> **Instruction**
List, copied in full, each line of the records below that contains the string "lily". Match case: a line with the word in different capitalization does not count.

> **Material for this exercise**
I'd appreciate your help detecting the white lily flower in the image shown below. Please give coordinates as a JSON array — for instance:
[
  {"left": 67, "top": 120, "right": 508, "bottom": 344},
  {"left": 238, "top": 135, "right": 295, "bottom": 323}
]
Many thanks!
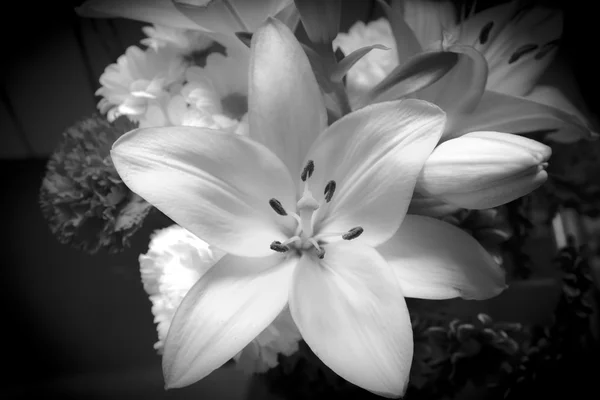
[
  {"left": 167, "top": 45, "right": 249, "bottom": 131},
  {"left": 77, "top": 0, "right": 295, "bottom": 54},
  {"left": 334, "top": 0, "right": 594, "bottom": 142},
  {"left": 416, "top": 132, "right": 552, "bottom": 209},
  {"left": 111, "top": 19, "right": 505, "bottom": 397}
]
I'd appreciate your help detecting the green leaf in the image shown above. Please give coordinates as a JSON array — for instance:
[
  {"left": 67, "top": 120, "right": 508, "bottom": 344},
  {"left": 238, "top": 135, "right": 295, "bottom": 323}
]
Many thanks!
[
  {"left": 294, "top": 0, "right": 342, "bottom": 44},
  {"left": 362, "top": 51, "right": 459, "bottom": 105}
]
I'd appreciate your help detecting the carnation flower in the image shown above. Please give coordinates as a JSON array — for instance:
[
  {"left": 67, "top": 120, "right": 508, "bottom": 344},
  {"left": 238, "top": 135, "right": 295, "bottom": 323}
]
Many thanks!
[
  {"left": 40, "top": 115, "right": 152, "bottom": 253},
  {"left": 333, "top": 0, "right": 596, "bottom": 143},
  {"left": 139, "top": 225, "right": 301, "bottom": 373},
  {"left": 96, "top": 46, "right": 186, "bottom": 127}
]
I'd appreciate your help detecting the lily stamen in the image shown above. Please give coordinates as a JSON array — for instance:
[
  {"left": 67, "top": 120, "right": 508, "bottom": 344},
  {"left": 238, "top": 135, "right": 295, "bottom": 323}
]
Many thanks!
[
  {"left": 300, "top": 160, "right": 315, "bottom": 182},
  {"left": 308, "top": 238, "right": 325, "bottom": 259},
  {"left": 281, "top": 235, "right": 301, "bottom": 246},
  {"left": 270, "top": 240, "right": 290, "bottom": 253}
]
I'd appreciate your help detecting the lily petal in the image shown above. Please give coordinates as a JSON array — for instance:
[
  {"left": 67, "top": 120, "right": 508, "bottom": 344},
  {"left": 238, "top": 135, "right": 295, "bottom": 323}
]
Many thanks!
[
  {"left": 163, "top": 254, "right": 298, "bottom": 388},
  {"left": 444, "top": 90, "right": 592, "bottom": 142},
  {"left": 415, "top": 132, "right": 552, "bottom": 209},
  {"left": 418, "top": 44, "right": 488, "bottom": 113},
  {"left": 248, "top": 19, "right": 327, "bottom": 179},
  {"left": 111, "top": 127, "right": 296, "bottom": 257},
  {"left": 308, "top": 99, "right": 445, "bottom": 246},
  {"left": 290, "top": 242, "right": 413, "bottom": 397},
  {"left": 377, "top": 215, "right": 506, "bottom": 300}
]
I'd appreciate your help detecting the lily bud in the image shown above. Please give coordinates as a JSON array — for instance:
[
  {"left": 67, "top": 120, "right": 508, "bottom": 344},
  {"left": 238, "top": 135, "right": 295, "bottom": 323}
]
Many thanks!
[
  {"left": 294, "top": 0, "right": 342, "bottom": 44},
  {"left": 415, "top": 132, "right": 552, "bottom": 209}
]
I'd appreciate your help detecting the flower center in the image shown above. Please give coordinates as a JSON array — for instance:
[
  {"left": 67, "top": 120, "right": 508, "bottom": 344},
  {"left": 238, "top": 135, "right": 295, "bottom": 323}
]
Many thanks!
[{"left": 269, "top": 160, "right": 363, "bottom": 258}]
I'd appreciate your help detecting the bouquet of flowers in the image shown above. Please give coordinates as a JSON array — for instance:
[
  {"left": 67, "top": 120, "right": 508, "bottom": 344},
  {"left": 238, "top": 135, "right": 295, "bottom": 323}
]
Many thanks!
[{"left": 40, "top": 0, "right": 600, "bottom": 399}]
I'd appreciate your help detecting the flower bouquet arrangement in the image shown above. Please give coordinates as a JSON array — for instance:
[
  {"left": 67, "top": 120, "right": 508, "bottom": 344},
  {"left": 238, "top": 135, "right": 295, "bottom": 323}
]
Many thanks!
[{"left": 40, "top": 0, "right": 600, "bottom": 399}]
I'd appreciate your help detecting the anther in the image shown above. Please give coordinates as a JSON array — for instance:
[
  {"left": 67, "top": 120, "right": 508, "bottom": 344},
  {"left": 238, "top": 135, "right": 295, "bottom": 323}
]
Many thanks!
[
  {"left": 323, "top": 181, "right": 335, "bottom": 203},
  {"left": 342, "top": 226, "right": 364, "bottom": 240},
  {"left": 300, "top": 160, "right": 315, "bottom": 182},
  {"left": 508, "top": 44, "right": 539, "bottom": 64},
  {"left": 316, "top": 247, "right": 325, "bottom": 260},
  {"left": 269, "top": 199, "right": 287, "bottom": 215},
  {"left": 271, "top": 240, "right": 290, "bottom": 253},
  {"left": 479, "top": 21, "right": 494, "bottom": 44},
  {"left": 533, "top": 39, "right": 559, "bottom": 60}
]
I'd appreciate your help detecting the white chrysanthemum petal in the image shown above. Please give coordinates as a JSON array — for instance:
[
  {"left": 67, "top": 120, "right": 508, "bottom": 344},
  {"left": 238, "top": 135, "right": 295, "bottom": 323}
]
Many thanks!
[
  {"left": 139, "top": 225, "right": 301, "bottom": 373},
  {"left": 96, "top": 46, "right": 185, "bottom": 127},
  {"left": 141, "top": 24, "right": 214, "bottom": 54}
]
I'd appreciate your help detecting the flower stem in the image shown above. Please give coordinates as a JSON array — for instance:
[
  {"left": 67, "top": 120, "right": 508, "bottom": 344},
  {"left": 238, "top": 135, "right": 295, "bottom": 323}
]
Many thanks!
[{"left": 333, "top": 83, "right": 352, "bottom": 116}]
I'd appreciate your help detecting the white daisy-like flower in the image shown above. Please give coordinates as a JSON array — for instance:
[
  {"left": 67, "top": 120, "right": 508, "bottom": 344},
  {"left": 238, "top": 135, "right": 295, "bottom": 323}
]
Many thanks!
[
  {"left": 168, "top": 48, "right": 249, "bottom": 132},
  {"left": 96, "top": 46, "right": 186, "bottom": 127},
  {"left": 139, "top": 225, "right": 301, "bottom": 373},
  {"left": 141, "top": 24, "right": 214, "bottom": 54}
]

> **Solved exercise**
I'd appreciate your help detecting the white lily flower in the image shown below. Please give coordinates as a JSON array — for instance:
I'd appreciate your help detecting the lily stamen in the image shown above. Please give coordinates as a JSON array — for instance:
I'd appreciate your help detecting the lily petal in the image shown above. Please give coordinates as a JSON array — for instance:
I'd appreciate your help detecting the lily bud in the image shown above. Please give coordinates as a JSON array — for instance:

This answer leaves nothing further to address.